## YOUR OBJECTIVE
Extend the litigation update on COVID business interruption claims, picking up after its last sentence.

## EXCERPTED PASSAGE
============================================================
Litigation Update: North Carolina Court Finds Insurers Liable Under Business Interruption Policies for COVID Losses Resulting from Shutdown Orders

by Josiah M. Prendergast, Mark E. Ellinghouse

In our last update, we highlighted a recent case out of the US District Court of Missouri (Studio 417) in which the court issued a preliminary ruling that allowed a group of policyholders to proceed with claims against their insurers based on allegations that the insurers wrongfully denied claims due to losses sustained as a result of the COVID-19 health crisis under business interruption insurance policies.  Prior to that ruling, insurers had largely stonewalled policyholders who submitted COVID-related claims under business interruption policies.  That case confirmed that these individuals could state facially valid claims for recovery and seek damages from the insurers based on the allegation that the presence of the virus on workplace surfaces constituted loss of or damage to property.

In what is further welcome news to policyholders, a North Carolina court went a meaningful step further, finding the insurers liable for wrongful denial of policyholders’ COVID-related business interruption claims in that case (North State)—claims based on the effect of COVID-prompted government shutdown orders as opposed to the virus’s physical presence at a particular policyholder’s business.  The North State case involved a similar set of circumstances as the Studio 417 dispute: a collection of restaurant owners and other retailers filed a lawsuit against their common insurer, alleging a right to recover insurance proceeds to offset losses incurred due to government-mandated shutdowns that affected their respective businesses.  The insurer denied coverage, finding that no physical loss or damage had occurred such that coverage would have been triggered as required by the insurance policy.
============================================================
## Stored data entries

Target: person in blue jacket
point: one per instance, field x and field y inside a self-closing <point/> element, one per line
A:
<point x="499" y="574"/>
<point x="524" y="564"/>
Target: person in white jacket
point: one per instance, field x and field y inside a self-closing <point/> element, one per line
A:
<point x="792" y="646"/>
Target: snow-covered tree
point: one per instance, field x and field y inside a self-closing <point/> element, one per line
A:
============================================================
## RESPONSE
In finding the insurers liable for breach of the insurance policies, the North State court held that the ordinary meaning of the phrase “direct physical loss” includes the loss of ability to utilize or possess the insured property.  According to that court, the “loss” requirement “describes the scenario where businessowners and their employees, customers, vendors, suppliers and others lose the full range of rights and advantages of using or accessing their business property.  This is precisely the loss caused by the [g]overnment [o]rders.”  Moreover, because nothing in the insurance policies precluded recovery for virus-related causes of losses (which is not always the case in business interruption policies), the court concluded that the ordinary meaning of direct physical loss was either clearly applicable to government shutdowns or, at worst, the proper interpretation of an ambiguous phrase in the policy.  This decision represents a major win for policyholders, who now have a final court ruling supporting their claim for coverage despite the “direct physical loss” requirement.

On the whole, insurers remain relatively successful in thwarting policyholder efforts to obtain coverage under their business interruption policies for COVID-related losses.  Whether through hardline stances at the claims stage, aggressive litigation tactics, and/or major funding advantages, insurers can often overpower their insureds and cut off these claims before reaching the courts.  These recent decisions, however, highlight the potential for recovery for policyholders who maintain their resolve in pursuing insurance coverage during these unprecedented times. While odds of success remain long, desperate and/or persistent individuals may be able to obtain recovery for their COVID-related claims if they have business interruption policies.  Only time will tell whether cases like Studio 417 and North State coalesce into a widely adopted judicial perspective on the interpretation of business interruption policies.